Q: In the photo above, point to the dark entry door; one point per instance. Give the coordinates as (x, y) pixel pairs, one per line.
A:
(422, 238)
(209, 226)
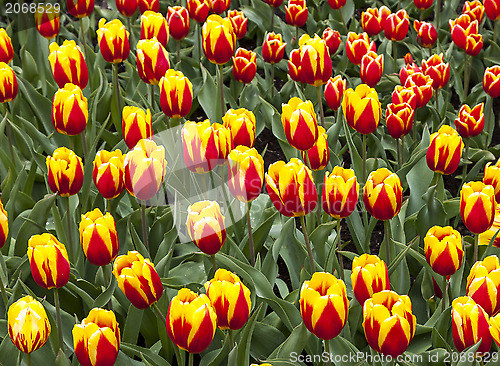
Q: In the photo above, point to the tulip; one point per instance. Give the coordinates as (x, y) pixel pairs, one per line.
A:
(176, 94)
(319, 154)
(108, 173)
(358, 45)
(28, 324)
(273, 48)
(152, 60)
(362, 109)
(8, 83)
(178, 22)
(47, 20)
(230, 299)
(388, 322)
(80, 8)
(291, 188)
(244, 65)
(241, 123)
(469, 325)
(239, 22)
(69, 110)
(470, 122)
(372, 68)
(65, 172)
(191, 321)
(68, 65)
(324, 305)
(97, 339)
(245, 174)
(399, 119)
(154, 25)
(113, 40)
(145, 168)
(426, 33)
(219, 39)
(98, 237)
(340, 192)
(49, 261)
(300, 124)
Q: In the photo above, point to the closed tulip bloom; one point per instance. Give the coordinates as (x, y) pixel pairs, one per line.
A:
(319, 154)
(152, 60)
(219, 39)
(108, 173)
(241, 123)
(300, 123)
(28, 324)
(477, 206)
(68, 65)
(65, 172)
(191, 321)
(98, 237)
(340, 192)
(426, 33)
(154, 25)
(469, 325)
(97, 339)
(230, 299)
(113, 40)
(443, 250)
(362, 108)
(205, 225)
(324, 305)
(49, 261)
(383, 194)
(178, 22)
(138, 279)
(273, 48)
(145, 167)
(291, 188)
(47, 20)
(296, 13)
(70, 110)
(388, 322)
(334, 91)
(358, 45)
(244, 65)
(246, 173)
(399, 119)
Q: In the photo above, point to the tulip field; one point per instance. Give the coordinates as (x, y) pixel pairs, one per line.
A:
(249, 182)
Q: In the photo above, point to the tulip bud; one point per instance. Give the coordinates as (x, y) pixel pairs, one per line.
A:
(65, 172)
(70, 110)
(388, 322)
(383, 194)
(340, 192)
(97, 339)
(29, 326)
(291, 188)
(49, 261)
(191, 321)
(230, 299)
(245, 174)
(113, 40)
(68, 65)
(477, 206)
(443, 250)
(138, 279)
(362, 109)
(145, 168)
(152, 60)
(324, 305)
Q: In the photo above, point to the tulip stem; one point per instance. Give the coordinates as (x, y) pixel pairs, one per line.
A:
(308, 244)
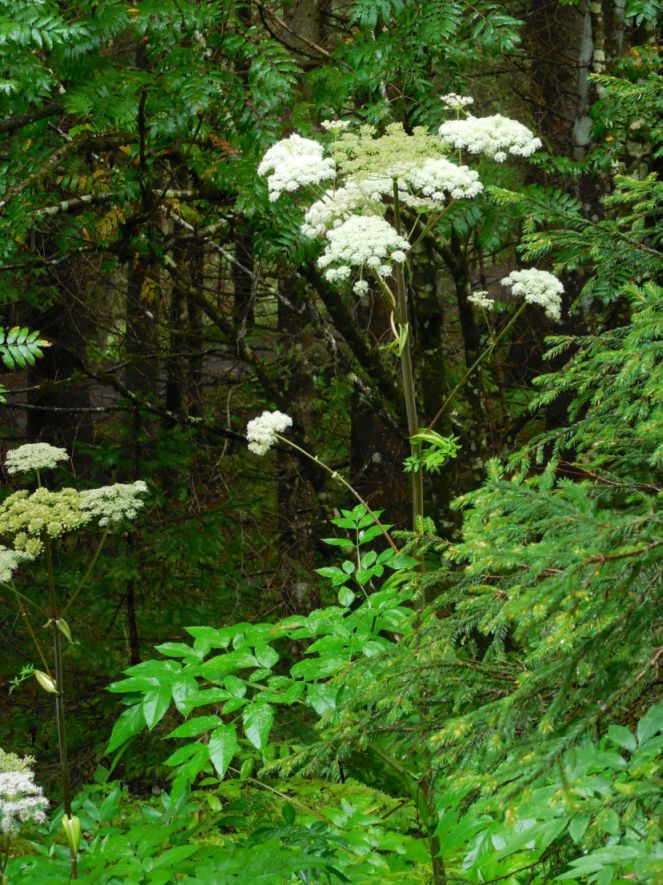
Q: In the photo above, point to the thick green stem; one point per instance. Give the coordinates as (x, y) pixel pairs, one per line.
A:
(407, 372)
(28, 623)
(59, 697)
(88, 572)
(491, 347)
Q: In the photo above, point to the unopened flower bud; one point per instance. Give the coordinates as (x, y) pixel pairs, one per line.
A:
(72, 830)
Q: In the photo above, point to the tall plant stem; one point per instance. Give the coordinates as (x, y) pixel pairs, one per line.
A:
(337, 476)
(407, 372)
(28, 623)
(424, 792)
(88, 572)
(59, 697)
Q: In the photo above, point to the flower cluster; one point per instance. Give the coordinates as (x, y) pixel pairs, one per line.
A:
(456, 102)
(362, 240)
(34, 456)
(10, 560)
(28, 517)
(438, 179)
(480, 299)
(21, 800)
(537, 287)
(495, 136)
(261, 431)
(336, 205)
(111, 505)
(293, 163)
(335, 125)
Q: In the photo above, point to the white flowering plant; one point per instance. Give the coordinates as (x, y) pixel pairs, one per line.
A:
(380, 196)
(32, 522)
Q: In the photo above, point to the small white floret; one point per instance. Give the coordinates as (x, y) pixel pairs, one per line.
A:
(262, 431)
(494, 136)
(295, 162)
(537, 287)
(34, 456)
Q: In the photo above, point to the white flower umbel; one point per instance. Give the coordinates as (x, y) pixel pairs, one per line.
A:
(111, 505)
(10, 560)
(438, 179)
(261, 431)
(362, 240)
(537, 287)
(294, 163)
(335, 125)
(21, 800)
(34, 456)
(456, 102)
(495, 136)
(480, 299)
(336, 205)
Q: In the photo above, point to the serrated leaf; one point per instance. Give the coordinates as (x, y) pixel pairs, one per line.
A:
(130, 723)
(622, 737)
(196, 726)
(345, 597)
(650, 724)
(155, 704)
(266, 656)
(223, 746)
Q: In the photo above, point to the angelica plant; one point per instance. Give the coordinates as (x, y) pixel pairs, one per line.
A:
(22, 801)
(33, 521)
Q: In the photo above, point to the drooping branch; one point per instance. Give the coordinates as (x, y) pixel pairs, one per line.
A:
(85, 141)
(18, 121)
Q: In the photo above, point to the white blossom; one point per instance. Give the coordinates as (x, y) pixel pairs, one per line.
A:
(494, 136)
(335, 125)
(537, 287)
(261, 431)
(21, 800)
(293, 163)
(113, 504)
(480, 299)
(10, 560)
(437, 179)
(34, 456)
(456, 102)
(363, 240)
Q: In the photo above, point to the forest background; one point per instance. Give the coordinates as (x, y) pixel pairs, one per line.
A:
(179, 302)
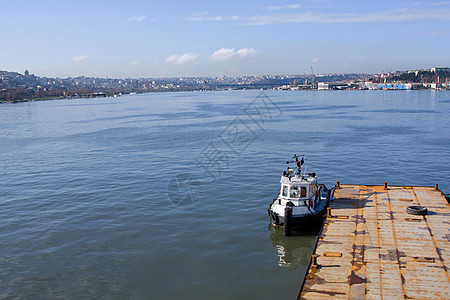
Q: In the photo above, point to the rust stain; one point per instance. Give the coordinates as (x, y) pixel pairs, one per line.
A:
(381, 250)
(355, 279)
(332, 254)
(413, 220)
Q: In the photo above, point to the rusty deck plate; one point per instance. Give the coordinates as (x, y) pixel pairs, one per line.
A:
(386, 253)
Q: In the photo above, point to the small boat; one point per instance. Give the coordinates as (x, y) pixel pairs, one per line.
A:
(302, 201)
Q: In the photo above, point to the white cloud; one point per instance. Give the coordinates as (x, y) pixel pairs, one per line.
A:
(204, 16)
(225, 54)
(293, 6)
(440, 3)
(393, 15)
(79, 59)
(289, 6)
(136, 19)
(179, 59)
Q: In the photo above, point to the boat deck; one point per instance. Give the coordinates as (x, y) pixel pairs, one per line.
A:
(371, 248)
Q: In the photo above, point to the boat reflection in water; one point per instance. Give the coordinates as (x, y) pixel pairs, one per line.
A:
(295, 251)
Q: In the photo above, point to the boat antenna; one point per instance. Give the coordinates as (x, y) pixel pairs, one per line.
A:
(298, 162)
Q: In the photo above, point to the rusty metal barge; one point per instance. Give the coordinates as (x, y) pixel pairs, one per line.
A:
(372, 247)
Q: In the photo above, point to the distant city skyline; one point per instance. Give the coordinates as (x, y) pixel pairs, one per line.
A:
(142, 39)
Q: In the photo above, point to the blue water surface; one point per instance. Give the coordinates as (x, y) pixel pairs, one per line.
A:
(165, 195)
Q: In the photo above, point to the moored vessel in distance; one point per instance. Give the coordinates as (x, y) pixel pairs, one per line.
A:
(302, 201)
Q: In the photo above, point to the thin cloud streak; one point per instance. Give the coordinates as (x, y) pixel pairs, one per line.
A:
(79, 59)
(393, 15)
(136, 19)
(225, 54)
(180, 59)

###

* [Problem to work on] Write the records out exactly once more, leaving off the pictures.

* [Solved exercise]
Q: In the photo above, point to the dark entry door; one point per instance. Give the coordinates as (x, y) pixel pairs, one per line.
A:
(422, 238)
(209, 226)
Q: In the photo above, point to the tulip; one point per instance. Give the coordinates as (x, y) pixel pairs, one per line.
A:
(176, 94)
(319, 154)
(108, 173)
(358, 45)
(28, 324)
(273, 48)
(152, 60)
(362, 109)
(8, 83)
(178, 22)
(47, 20)
(230, 299)
(388, 322)
(80, 8)
(291, 188)
(244, 65)
(241, 123)
(469, 325)
(239, 22)
(69, 110)
(470, 122)
(372, 68)
(65, 172)
(191, 321)
(68, 65)
(324, 305)
(97, 339)
(245, 174)
(399, 119)
(154, 25)
(113, 40)
(145, 168)
(426, 33)
(219, 39)
(98, 237)
(340, 192)
(49, 261)
(300, 124)
Q: In the photo above, point to the closed tulip bloom; one point per instance. Give the coordinates as (x, y) pixel pairs, one per line.
A:
(319, 154)
(152, 60)
(219, 39)
(108, 173)
(241, 123)
(300, 123)
(28, 324)
(477, 206)
(68, 65)
(65, 172)
(191, 321)
(98, 237)
(340, 192)
(426, 33)
(154, 25)
(469, 325)
(97, 339)
(230, 299)
(113, 40)
(443, 250)
(362, 108)
(205, 225)
(324, 305)
(49, 261)
(383, 194)
(178, 22)
(138, 279)
(273, 48)
(145, 167)
(291, 188)
(47, 20)
(296, 13)
(70, 110)
(388, 322)
(334, 91)
(358, 45)
(244, 65)
(246, 173)
(399, 119)
Q: In the photo above, point to the tulip field; one point per instance. Give the coordinates as (x, y) pixel pairs, one per line.
A:
(249, 182)
Q: In the photo above, point to the tulip bud; one point per instance. Give the coordinates as (x, y) pixel pairs, one per line.
A:
(65, 172)
(70, 110)
(388, 322)
(383, 194)
(340, 192)
(97, 339)
(29, 326)
(291, 188)
(49, 261)
(191, 321)
(230, 299)
(245, 174)
(113, 40)
(68, 65)
(477, 206)
(443, 250)
(138, 279)
(362, 109)
(145, 168)
(152, 60)
(324, 305)
Q: In the photo above, point to the tulip stem; one point per instance. Give the coordinates as (x, y) pixel pairs, one per line.
A:
(308, 244)
Q: In the photo above, point to the thick green stem; one point per instance. Give the coordinates as (x, y) pixel pairs, one per line.
A:
(407, 372)
(28, 623)
(59, 697)
(88, 572)
(491, 347)
Q: In the photo above, point to the unopened flower bud; one point per instance. Give the coordinates as (x, y) pixel pairs, one per line.
A:
(72, 830)
Q: In the photo above, point to the tall plant stem; one point per instance. Give the coordinates as (x, y) pixel pairs, one per line.
A:
(337, 476)
(407, 372)
(28, 623)
(424, 792)
(88, 572)
(59, 697)
Q: In the photo above, point to the flower cluster; one point per instance. Give the coordinates as (x, y) pixel pairs, one per line.
A:
(456, 102)
(362, 240)
(34, 456)
(10, 560)
(28, 517)
(438, 179)
(480, 299)
(21, 800)
(537, 287)
(495, 136)
(261, 431)
(336, 205)
(111, 505)
(293, 163)
(335, 125)
Q: In the photo above, point to the white flowering plant; one point per instance. Give the coordinates as (x, y) pixel pairs, one per line.
A:
(380, 196)
(32, 522)
Q: In the photo above, point to the small white floret; one point per instance. Give the coordinates as (x, y) pixel pairs, one per line.
A:
(262, 431)
(494, 136)
(295, 162)
(537, 287)
(34, 456)
Q: In the photo above, point to the white flower umbel; one point per instance. Give the coordinates as (x, y) pixel pairs, one per line.
A:
(111, 505)
(10, 560)
(438, 179)
(261, 431)
(362, 240)
(537, 287)
(294, 163)
(335, 125)
(21, 800)
(34, 456)
(456, 102)
(495, 136)
(480, 299)
(336, 205)
Q: In the photo above, point to the serrated leaf; one point per instance. Give the coordinates as (x, y) pixel pairs, one per line.
A:
(130, 723)
(622, 737)
(196, 726)
(345, 597)
(650, 724)
(155, 704)
(266, 656)
(223, 746)
Q: In the photo above, point to the angelica plant; one point per instance. Give the coordinates as (x, y) pixel pairs, one per line.
A:
(22, 801)
(33, 521)
Q: In the photo above, point to the drooping branch; one point per instance. Give the coordinates as (x, y) pixel pairs, one per line.
A:
(85, 141)
(18, 121)
Q: In the photo above, point to the white blossom; one point per instance. Give the coordinates as (x, y) pixel pairs, one per line.
A:
(494, 136)
(335, 125)
(537, 287)
(261, 431)
(21, 800)
(293, 163)
(113, 504)
(480, 299)
(10, 560)
(437, 179)
(34, 456)
(456, 102)
(363, 240)
Q: In the photo above, point to the forest background; one point per instance. Give the coordinates as (x, y) pixel pairs, one per line.
A:
(179, 302)
Q: In the photo above, point to the rust stain; one point per instance. Give the coordinates as (x, y) pixel pairs, one per line.
A:
(381, 250)
(355, 279)
(332, 254)
(413, 220)
Q: In the photo above, point to the rusty deck plate; one point per instance. Give the coordinates as (x, y) pixel pairs, one per line.
A:
(386, 253)
Q: In the photo above, point to the small boat; one point per instance. Give the coordinates as (x, y) pixel pairs, one per line.
A:
(302, 201)
Q: In the photo above, point to the white cloud; one point per instance. Give the coordinates as (x, y) pixel pairs, one per line.
A:
(204, 16)
(225, 54)
(293, 6)
(440, 3)
(393, 15)
(79, 59)
(289, 6)
(136, 19)
(179, 59)
Q: In the photo above, point to the boat deck; one point per instance. Give the coordinates as (x, y) pixel pairs, one per line.
A:
(371, 248)
Q: In the photo above, point to the boat reflection in water; one point per instance. Give the coordinates as (x, y) pixel pairs, one per line.
A:
(295, 251)
Q: In the photo above, point to the boat antenna; one point per instance. Give the coordinates as (x, y) pixel pairs, one per line.
A:
(298, 162)
Q: In the photo above, point to the rusty metal barge; one point per instance. Give the coordinates as (x, y) pixel pairs, one per line.
A:
(372, 247)
Q: In the photo above, point to the distant city skyline; one point per instance. Give the coordinates as (x, y) pixel pairs, one per line.
A:
(142, 39)
Q: In the photo above, point to the blue water surface; one point per instance. Give the coordinates as (x, y) pixel pairs, one per line.
A:
(165, 195)
Q: In the photo above, point to the moored vessel in distance; one point per instance. Give the coordinates as (x, y) pixel pairs, one per line.
A:
(302, 201)
Q: In the photo above, point to the thin cloud streak; one point per instance. Give the coordinates as (x, y) pixel pairs, one per line.
A:
(79, 59)
(393, 15)
(136, 19)
(225, 54)
(180, 59)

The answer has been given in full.